Transmis à AlterPresse le 3 septembre 2023
Par Aziz Salmone Fall [1]
Dakar, 30 août 2023
Mesdames et Messieurs, chers collègues
Bienvenue à Dakar, ma terre de naissance, où vous êtes chez vous.
Dans notre culture, la main qui donne subordonne, mais quand on emprunte, on rend sans intérêt, sinon c’est un don. Nos valeurs certes ont changé, mais il demeure des accents de notre africanité. Nous sommes hélas désormais, comme les autres de la planète, victimes du monnaietheism.
En tant que panafricaniste, j’ai une vision qui va peut-être rassurer certains ou en heurter d’autres. Je suis convaincu que si l’Afrique était une, et parlait d’une voix en matière financière et de développement, les choses seraient autres, et que nous ne serions pas ici réunis dans un hôtel chic et étranger, qui bénéficie gracieusement des espaces du littoral de Dakar.
Si nous voulons nous unir pour défendre nos intérêts, nous nous devons de connaître l’adversaire, même quand il prétend être partenaire et se cache sous divers clubs. Nous devons aussi débusquer le problème dans nos rangs.

▸ **MATÉRIEL FOURNI**:
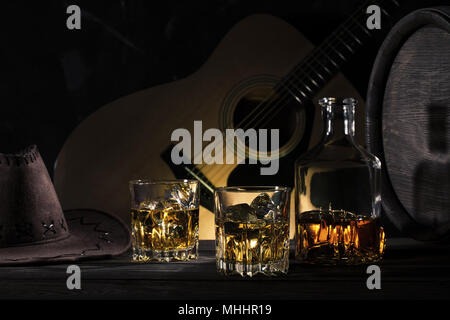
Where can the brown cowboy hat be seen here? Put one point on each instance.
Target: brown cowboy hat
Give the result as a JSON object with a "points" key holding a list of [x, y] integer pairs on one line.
{"points": [[33, 226]]}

▸ **EXERCICE ÉCRIT**: Retranscrivez l'extrait choisi en entier, sans y changer un seul mot. Le matériel n'a aucun lien avec l'extrait choisi.

▸ **RÉSULTAT OBTENU**:
Transmis à AlterPresse le 3 septembre 2023
Par Aziz Salmone Fall [1]
Dakar, 30 août 2023
Mesdames et Messieurs, chers collègues
Bienvenue à Dakar, ma terre de naissance, où vous êtes chez vous.
Dans notre culture, la main qui donne subordonne, mais quand on emprunte, on rend sans intérêt, sinon c’est un don. Nos valeurs certes ont changé, mais il demeure des accents de notre africanité. Nous sommes hélas désormais, comme les autres de la planète, victimes du monnaietheism.
En tant que panafricaniste, j’ai une vision qui va peut-être rassurer certains ou en heurter d’autres. Je suis convaincu que si l’Afrique était une, et parlait d’une voix en matière financière et de développement, les choses seraient autres, et que nous ne serions pas ici réunis dans un hôtel chic et étranger, qui bénéficie gracieusement des espaces du littoral de Dakar.
Si nous voulons nous unir pour défendre nos intérêts, nous nous devons de connaître l’adversaire, même quand il prétend être partenaire et se cache sous divers clubs. Nous devons aussi débusquer le problème dans nos rangs.